→ Exercise: State how many lines in the records below contain the string "shrub", treating uppercase and lowercase letters as distinct. Reply with the number alone.

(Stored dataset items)
--------------------------------------------------
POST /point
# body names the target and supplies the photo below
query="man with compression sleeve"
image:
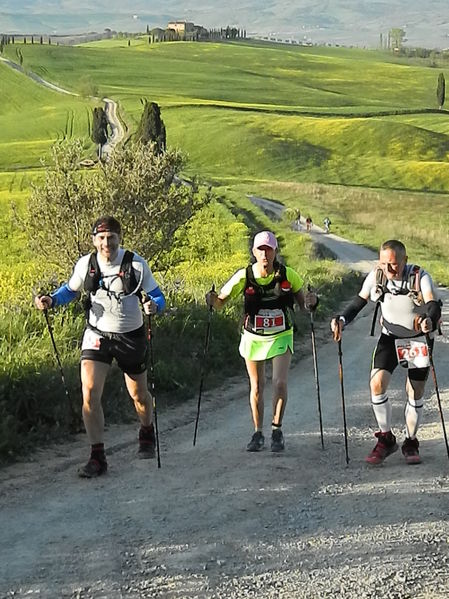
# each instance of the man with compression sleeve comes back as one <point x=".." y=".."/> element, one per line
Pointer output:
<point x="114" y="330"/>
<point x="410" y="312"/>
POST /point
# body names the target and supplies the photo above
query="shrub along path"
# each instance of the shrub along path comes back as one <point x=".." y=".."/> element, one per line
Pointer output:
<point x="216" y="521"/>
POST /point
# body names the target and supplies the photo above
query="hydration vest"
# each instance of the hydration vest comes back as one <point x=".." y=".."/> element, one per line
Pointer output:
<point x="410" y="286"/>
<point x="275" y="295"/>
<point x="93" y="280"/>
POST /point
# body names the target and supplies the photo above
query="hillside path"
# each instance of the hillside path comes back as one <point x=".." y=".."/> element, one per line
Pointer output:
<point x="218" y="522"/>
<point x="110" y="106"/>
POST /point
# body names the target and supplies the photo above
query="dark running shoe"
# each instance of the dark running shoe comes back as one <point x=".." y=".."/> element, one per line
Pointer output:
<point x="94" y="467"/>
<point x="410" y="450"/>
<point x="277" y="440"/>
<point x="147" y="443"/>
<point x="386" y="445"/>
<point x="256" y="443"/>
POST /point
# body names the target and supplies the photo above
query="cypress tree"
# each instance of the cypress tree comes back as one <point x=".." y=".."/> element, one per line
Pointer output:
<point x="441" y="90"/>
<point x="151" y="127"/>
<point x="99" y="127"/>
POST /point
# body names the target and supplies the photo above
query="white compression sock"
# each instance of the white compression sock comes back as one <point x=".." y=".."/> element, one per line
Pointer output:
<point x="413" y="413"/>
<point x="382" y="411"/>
--------------------------------------------------
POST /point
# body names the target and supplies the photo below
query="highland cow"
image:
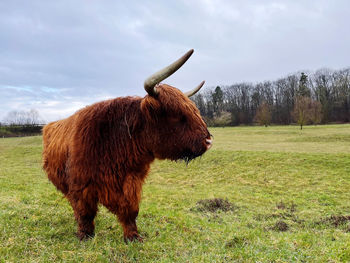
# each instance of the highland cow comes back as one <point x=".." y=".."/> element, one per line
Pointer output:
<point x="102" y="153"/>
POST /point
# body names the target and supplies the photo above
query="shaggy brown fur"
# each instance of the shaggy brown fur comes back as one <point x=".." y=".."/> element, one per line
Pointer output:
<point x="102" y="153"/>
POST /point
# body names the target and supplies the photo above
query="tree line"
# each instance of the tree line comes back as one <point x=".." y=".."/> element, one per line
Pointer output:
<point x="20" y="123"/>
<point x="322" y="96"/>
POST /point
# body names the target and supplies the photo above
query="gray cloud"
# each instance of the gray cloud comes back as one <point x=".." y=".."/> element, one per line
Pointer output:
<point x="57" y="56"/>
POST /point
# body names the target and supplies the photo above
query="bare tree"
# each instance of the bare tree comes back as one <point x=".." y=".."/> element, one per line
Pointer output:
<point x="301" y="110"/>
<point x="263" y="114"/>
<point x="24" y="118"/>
--------------------------------------------------
→ Exercise answer: 2